__EXERCISE REQUIREMENTS__
Reproduce every record below, character by character.

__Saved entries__
- Opening Delimiter -
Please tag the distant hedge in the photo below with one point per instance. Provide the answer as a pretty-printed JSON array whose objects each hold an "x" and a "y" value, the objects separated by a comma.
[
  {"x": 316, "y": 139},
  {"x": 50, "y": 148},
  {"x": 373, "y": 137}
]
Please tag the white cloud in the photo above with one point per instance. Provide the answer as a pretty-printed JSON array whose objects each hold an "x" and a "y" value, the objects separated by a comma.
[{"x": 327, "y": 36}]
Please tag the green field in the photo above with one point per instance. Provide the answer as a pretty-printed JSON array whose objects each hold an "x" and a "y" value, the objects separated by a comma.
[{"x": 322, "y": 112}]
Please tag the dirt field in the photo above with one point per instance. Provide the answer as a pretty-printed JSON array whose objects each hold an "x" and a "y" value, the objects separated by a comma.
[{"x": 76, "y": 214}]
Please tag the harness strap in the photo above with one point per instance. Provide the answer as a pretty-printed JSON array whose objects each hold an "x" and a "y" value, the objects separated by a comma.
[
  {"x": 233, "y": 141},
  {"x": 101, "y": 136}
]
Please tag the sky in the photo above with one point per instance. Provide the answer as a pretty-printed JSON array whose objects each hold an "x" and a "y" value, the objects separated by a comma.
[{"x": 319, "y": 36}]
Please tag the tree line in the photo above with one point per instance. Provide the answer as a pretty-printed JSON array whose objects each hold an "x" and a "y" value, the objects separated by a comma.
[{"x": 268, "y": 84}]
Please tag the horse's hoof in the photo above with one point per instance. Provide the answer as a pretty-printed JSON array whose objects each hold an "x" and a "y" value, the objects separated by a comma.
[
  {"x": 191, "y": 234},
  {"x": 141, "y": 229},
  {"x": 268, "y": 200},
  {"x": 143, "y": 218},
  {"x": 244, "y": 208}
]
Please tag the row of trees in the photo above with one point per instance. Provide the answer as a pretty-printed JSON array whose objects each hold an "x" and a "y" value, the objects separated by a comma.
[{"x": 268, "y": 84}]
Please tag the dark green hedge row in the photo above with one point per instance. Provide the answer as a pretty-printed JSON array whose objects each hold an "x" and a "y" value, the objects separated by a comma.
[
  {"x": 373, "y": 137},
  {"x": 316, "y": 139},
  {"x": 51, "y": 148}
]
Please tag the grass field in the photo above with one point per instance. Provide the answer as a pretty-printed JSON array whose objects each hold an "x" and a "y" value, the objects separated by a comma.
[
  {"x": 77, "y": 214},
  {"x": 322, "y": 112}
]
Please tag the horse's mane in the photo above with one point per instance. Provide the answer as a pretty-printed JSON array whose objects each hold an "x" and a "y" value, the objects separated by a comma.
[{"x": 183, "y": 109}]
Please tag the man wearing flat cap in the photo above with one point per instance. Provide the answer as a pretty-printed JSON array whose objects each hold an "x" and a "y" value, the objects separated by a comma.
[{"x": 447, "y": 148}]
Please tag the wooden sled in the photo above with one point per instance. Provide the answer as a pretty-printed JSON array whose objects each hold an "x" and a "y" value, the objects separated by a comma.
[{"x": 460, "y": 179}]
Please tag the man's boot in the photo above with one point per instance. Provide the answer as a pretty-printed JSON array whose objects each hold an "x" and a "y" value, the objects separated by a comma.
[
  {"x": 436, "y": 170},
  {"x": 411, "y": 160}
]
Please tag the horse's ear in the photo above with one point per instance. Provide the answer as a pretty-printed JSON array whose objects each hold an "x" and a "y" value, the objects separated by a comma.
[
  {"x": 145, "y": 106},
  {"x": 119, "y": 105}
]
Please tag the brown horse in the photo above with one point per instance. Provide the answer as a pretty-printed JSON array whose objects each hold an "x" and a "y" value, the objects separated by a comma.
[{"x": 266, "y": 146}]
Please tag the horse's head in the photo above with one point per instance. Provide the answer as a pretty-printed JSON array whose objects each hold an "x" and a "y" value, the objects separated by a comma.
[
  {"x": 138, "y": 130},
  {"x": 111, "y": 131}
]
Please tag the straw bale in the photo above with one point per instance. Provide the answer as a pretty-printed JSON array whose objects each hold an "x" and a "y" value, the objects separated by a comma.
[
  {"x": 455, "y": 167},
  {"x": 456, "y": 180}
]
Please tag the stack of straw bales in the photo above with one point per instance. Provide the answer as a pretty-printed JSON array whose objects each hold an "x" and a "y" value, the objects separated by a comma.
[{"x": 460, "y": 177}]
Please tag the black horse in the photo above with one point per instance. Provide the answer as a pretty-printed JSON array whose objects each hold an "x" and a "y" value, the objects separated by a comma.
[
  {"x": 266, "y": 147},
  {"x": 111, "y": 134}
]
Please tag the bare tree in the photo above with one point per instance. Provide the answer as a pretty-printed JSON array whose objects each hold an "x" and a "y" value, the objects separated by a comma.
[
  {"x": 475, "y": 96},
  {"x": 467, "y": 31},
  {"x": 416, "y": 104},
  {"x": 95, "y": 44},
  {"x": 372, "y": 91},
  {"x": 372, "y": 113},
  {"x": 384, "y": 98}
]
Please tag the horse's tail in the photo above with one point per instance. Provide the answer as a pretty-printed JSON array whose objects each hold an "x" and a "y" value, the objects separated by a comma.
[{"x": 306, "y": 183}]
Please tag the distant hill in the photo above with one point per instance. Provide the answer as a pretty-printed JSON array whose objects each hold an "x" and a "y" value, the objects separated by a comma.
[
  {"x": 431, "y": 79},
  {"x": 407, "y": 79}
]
- Closing Delimiter -
__OUTPUT FOR THIS EXERCISE__
Please tag the distant hedge in the photo below with one point per instance. Provide the answer as a pretty-printed JSON array whose objects each hold an "x" and a "y" value, the objects separated by a comma.
[
  {"x": 316, "y": 139},
  {"x": 50, "y": 148},
  {"x": 373, "y": 137}
]
Please tag the white cloud in the photo above with one point per instance. Provide the answer as a pretty-printed JSON array whose objects each hold an "x" and a "y" value, the objects separated by a comma.
[{"x": 327, "y": 36}]
Please tag the green field in the photo above with one point per instance. Provide the answer as a pretty-printed JSON array whose objects each hold an "x" and a "y" value, the objects separated by a comma.
[{"x": 322, "y": 112}]
Please tag the dirt field in the photo above with one point per instance. Provide the answer as a pretty-printed JSON array whose objects each hold an "x" and a "y" value, the objects separated by a comma.
[{"x": 76, "y": 214}]
Please tag the harness strap in the photo above with one point per instance. Provide the answer as a pretty-printed JSON array whose objects each hold an "x" and a "y" value, the objects separated by a comma.
[
  {"x": 233, "y": 141},
  {"x": 101, "y": 136}
]
Please tag the sky in the photo above with one point per instance. Provide the answer as a pretty-printed JSON array whose objects each hold an "x" and a "y" value, the objects separated by a comma.
[{"x": 319, "y": 36}]
Please tag the tree line in the photo above with one point per instance. Provide the answer as a pretty-printed JSON array whose objects each hold an "x" and a "y" value, the objects separated by a comma.
[{"x": 268, "y": 84}]
Please tag the horse's hoof in the photo above with one point per instance. Provide the answer as a pretty-printed JSON array whose objects each hold an "x" and a "y" value, the objects separated by a comma.
[
  {"x": 191, "y": 234},
  {"x": 141, "y": 229},
  {"x": 268, "y": 200},
  {"x": 143, "y": 218},
  {"x": 244, "y": 208}
]
Please tag the row of trees in the photo above with one point per instance. Provide the answer as a pretty-printed JSON array whose objects each hold an "x" and a "y" value, the objects separated by a comma.
[{"x": 268, "y": 84}]
Please tag the dark green hedge row in the photo above with one point per instance. Provide the answer as a pretty-printed JSON array whose objects each hold an "x" and a "y" value, the objects separated by a comma.
[
  {"x": 373, "y": 137},
  {"x": 316, "y": 139},
  {"x": 51, "y": 148}
]
Please tag the grass field in the photo above with one point per instance. Provide the answer as a pretty-printed JSON array whose objects each hold an "x" and a "y" value, the objects separated by a comma.
[
  {"x": 77, "y": 214},
  {"x": 322, "y": 112}
]
Please tag the horse's mane in the photo above with one point per instance. Provide the answer as a pretty-printed JSON array whose objects each hold an "x" and a "y" value, the objects separated by a comma.
[{"x": 183, "y": 109}]
Please tag the man wearing flat cap in the photo above with one point per instance. Provide the answer as a pretty-printed JSON array whose objects each hold an "x" and a "y" value, the objects separated by a comma.
[{"x": 447, "y": 148}]
Please tag the wooden sled in the photo above with one point per instance. Provide the answer as a pretty-printed JSON array whose objects each hold an "x" and a "y" value, the objects separated by a comma.
[{"x": 460, "y": 179}]
Please tag the man's boot in the photo above with one point per instance. Provide the answer as a pretty-printed JSON array whose objects each hold an "x" and a "y" value, the objects separated by a comma.
[
  {"x": 436, "y": 170},
  {"x": 411, "y": 160}
]
Please tag the horse's ear in the photo above with one point per instance. Provide the answer as a pretty-printed JSON array whose objects each hold an "x" and a "y" value, the objects separated by a comma.
[
  {"x": 145, "y": 106},
  {"x": 119, "y": 105}
]
Please tag the brown horse in the photo above with one point per instance. Provide the answer as a pretty-printed JSON array whose objects each hold an "x" and a "y" value, the objects separated by a comma.
[{"x": 266, "y": 146}]
Please tag the horse's head in the photo above with one point per instance. Provide the answer as a pretty-printed JSON array whose objects each hold an "x" and a "y" value, the objects separated by a comma.
[
  {"x": 138, "y": 130},
  {"x": 111, "y": 131}
]
Please tag the straw bale in the photo above with one point per instance. Provide the answer as a pretty-printed JSON array whose objects each hold an "x" and a "y" value, the objects separated by a comma.
[
  {"x": 455, "y": 167},
  {"x": 456, "y": 180}
]
Please tag the stack of straw bales in the photo above with one point per instance. Provide the answer as a pretty-printed JSON array whose objects each hold an "x" and a "y" value, the objects separated by a comma.
[{"x": 460, "y": 177}]
Please tag the black horse in the photo above with one point per instance. Provide the answer as a pretty-printed JSON array whose objects each hold an "x" and a "y" value, the objects separated by a comma.
[
  {"x": 266, "y": 147},
  {"x": 111, "y": 134}
]
Please tag the bare tree in the photo above with one point per instance. Provide the answer as a pretty-printed JSON array whose objects each hold an "x" and a "y" value, the objects separated by a comma.
[
  {"x": 475, "y": 96},
  {"x": 467, "y": 31},
  {"x": 416, "y": 104},
  {"x": 95, "y": 44},
  {"x": 372, "y": 91},
  {"x": 372, "y": 113},
  {"x": 384, "y": 98}
]
Please tag the horse's tail in the photo above with one point per instance. Provide the answer as a pretty-printed JSON array whose objects each hold an "x" and a "y" value, the objects separated by a comma.
[{"x": 306, "y": 183}]
Please tag the distant hill in the photo above with one point per instance. Provide the answer as a pretty-printed JSON array whose objects each hold an "x" and a "y" value, the objects separated by a comma.
[
  {"x": 431, "y": 79},
  {"x": 407, "y": 79}
]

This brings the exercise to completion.